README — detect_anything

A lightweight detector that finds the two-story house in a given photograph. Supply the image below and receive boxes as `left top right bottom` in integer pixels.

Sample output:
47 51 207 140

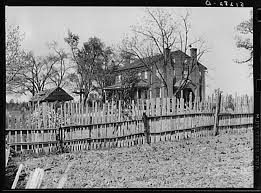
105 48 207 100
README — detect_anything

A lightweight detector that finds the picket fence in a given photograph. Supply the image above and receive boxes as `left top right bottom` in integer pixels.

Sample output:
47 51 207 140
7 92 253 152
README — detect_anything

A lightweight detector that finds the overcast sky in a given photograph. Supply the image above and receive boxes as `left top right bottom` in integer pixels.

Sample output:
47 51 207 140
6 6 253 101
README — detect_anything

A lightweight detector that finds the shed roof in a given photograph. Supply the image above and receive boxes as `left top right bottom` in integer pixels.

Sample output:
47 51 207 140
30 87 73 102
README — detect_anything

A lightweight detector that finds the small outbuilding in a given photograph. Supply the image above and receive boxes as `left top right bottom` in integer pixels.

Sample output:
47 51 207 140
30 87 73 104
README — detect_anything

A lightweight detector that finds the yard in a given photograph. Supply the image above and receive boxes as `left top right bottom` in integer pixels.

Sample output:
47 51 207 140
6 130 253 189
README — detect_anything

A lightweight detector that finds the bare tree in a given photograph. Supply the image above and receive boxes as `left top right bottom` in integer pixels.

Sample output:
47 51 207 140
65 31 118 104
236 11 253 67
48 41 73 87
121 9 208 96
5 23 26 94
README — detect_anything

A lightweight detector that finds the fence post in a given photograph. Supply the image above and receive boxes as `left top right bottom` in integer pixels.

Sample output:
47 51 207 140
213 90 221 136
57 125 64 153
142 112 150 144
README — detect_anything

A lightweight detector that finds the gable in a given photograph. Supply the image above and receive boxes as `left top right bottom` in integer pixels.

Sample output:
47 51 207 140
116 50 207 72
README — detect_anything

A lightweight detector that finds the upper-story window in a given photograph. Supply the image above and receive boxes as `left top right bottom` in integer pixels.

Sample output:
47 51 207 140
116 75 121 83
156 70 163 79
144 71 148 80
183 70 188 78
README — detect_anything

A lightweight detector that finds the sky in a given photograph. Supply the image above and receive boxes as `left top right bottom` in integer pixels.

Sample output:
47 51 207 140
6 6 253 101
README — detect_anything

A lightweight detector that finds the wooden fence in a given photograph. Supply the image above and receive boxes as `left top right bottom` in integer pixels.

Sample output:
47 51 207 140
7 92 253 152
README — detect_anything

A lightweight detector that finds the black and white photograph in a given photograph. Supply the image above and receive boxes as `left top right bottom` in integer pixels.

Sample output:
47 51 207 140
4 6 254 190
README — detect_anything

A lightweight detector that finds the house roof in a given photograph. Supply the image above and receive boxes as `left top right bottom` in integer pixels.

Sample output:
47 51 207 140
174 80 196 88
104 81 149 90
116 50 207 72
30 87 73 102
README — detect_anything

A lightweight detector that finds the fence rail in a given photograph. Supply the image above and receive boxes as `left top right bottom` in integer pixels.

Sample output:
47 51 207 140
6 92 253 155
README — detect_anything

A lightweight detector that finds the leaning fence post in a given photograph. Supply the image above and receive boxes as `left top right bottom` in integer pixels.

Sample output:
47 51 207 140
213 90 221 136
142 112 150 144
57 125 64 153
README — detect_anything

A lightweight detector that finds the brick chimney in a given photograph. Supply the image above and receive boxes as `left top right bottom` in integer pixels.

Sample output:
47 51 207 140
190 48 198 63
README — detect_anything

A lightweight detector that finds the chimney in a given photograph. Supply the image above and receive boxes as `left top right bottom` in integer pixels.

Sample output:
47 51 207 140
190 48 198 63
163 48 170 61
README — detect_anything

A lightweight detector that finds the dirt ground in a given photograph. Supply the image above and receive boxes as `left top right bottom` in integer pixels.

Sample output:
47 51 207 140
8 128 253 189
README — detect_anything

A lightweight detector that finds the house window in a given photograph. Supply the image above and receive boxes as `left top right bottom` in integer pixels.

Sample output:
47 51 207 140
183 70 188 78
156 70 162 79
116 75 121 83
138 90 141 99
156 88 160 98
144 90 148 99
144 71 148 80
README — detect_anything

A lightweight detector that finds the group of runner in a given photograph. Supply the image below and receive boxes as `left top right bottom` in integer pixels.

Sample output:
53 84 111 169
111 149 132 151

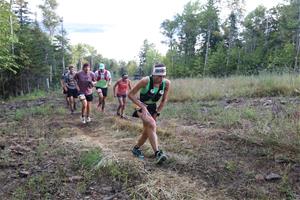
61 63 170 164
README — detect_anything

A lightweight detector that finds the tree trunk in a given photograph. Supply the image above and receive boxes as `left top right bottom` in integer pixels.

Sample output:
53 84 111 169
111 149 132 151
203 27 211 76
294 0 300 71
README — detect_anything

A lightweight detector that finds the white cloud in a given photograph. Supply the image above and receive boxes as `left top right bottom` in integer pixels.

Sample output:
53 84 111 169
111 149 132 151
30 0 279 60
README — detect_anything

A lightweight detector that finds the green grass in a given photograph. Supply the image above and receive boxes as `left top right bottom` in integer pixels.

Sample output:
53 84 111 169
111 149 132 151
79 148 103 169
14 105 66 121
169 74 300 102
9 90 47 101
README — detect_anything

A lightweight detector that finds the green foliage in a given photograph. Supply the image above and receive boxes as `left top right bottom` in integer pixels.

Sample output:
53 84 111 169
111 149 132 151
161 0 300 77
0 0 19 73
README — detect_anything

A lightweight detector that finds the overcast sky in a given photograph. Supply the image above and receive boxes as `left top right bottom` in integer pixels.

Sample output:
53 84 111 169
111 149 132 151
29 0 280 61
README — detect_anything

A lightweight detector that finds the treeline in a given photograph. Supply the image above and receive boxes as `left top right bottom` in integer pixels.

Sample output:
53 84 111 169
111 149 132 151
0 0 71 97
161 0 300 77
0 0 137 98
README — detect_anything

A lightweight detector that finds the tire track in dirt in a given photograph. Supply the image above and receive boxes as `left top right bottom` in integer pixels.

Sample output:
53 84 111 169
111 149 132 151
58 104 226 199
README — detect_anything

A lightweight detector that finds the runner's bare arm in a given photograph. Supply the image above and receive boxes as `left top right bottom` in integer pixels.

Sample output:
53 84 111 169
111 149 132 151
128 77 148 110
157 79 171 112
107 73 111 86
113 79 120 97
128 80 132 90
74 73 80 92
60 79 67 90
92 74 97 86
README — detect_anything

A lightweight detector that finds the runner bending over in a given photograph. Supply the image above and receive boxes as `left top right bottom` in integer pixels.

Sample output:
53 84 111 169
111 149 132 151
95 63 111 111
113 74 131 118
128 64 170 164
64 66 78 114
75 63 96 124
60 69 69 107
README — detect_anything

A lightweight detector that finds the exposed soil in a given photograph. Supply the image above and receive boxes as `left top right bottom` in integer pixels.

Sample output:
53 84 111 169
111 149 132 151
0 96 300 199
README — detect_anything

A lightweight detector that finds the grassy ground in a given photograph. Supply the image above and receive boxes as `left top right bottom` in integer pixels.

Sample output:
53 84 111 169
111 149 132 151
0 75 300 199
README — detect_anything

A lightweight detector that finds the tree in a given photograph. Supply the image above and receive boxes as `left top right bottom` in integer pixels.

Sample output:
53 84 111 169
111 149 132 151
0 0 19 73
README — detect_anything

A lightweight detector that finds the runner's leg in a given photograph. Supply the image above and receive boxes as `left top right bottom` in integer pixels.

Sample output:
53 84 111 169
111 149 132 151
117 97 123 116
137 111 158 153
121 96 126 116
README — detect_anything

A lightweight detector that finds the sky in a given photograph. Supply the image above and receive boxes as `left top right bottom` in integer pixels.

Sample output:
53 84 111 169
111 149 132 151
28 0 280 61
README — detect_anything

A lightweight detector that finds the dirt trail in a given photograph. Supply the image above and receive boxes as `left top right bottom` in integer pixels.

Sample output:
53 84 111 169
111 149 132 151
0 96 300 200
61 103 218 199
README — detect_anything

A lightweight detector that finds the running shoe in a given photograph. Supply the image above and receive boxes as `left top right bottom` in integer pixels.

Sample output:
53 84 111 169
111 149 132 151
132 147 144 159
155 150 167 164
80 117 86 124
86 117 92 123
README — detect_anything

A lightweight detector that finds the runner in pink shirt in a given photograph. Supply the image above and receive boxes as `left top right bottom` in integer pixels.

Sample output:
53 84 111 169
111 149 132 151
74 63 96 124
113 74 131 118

• • • • •

# [AIM OF THE TASK]
From the material above, keep only the lines that contain the string "window", counting a match only when the case is the same.

# [ANSWER TO THIS EXERCISE]
A lightweight detector that finds the upper-story window in a given photograph. Supply the image above and receive boxes as `left top right bottom` in integer pixels.
A lightweight detector that finds the house window in a given photograph. Supply the image above and receive boxes as `left top right bottom` in integer pixels.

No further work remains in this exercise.